▸ AIM: Write out everything from the start of the rows down to the line containing "60], [28, 68]]", including that line, character for character.

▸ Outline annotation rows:

'''

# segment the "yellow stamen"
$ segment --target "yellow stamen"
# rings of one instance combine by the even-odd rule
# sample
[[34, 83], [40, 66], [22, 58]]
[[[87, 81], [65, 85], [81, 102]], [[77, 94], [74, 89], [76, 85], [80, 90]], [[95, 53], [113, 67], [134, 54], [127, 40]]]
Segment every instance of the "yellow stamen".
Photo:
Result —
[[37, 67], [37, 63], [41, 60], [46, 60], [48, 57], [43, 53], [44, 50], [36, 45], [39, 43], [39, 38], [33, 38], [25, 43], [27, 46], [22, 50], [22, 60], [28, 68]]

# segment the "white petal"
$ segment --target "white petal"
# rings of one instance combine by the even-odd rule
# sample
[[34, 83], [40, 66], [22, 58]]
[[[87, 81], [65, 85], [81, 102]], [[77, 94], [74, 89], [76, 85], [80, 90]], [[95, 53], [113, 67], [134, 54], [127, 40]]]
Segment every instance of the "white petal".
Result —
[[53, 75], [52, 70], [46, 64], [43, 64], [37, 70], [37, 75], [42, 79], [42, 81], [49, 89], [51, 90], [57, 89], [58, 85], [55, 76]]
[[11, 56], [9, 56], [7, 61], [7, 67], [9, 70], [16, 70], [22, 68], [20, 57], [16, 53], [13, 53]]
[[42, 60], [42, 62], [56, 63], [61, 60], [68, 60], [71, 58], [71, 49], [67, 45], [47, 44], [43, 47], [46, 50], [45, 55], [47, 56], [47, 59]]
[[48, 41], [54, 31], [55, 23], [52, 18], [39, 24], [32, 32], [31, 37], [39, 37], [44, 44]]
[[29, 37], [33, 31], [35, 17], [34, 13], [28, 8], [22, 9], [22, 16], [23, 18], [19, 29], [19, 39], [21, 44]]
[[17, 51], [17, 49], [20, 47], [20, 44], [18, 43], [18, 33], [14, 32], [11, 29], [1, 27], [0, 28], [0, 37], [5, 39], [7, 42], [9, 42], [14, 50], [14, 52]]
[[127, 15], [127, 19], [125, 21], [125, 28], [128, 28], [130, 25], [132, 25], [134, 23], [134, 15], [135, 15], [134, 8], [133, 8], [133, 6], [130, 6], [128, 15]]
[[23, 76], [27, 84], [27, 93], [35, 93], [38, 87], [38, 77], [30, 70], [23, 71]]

'''

▸ TASK OUTPUT:
# segment the "yellow stamen"
$ segment --target "yellow stamen"
# rings of one instance combine by the even-odd rule
# sample
[[34, 83], [40, 66], [22, 58]]
[[[87, 81], [65, 85], [81, 102]], [[77, 94], [74, 89], [76, 85], [80, 90]], [[95, 53], [113, 67], [134, 54], [127, 40]]]
Segment every instance of the "yellow stamen".
Photo:
Result —
[[37, 67], [37, 63], [41, 60], [46, 60], [48, 57], [43, 53], [44, 50], [36, 45], [39, 43], [39, 38], [33, 38], [25, 43], [27, 46], [22, 50], [22, 60], [28, 68]]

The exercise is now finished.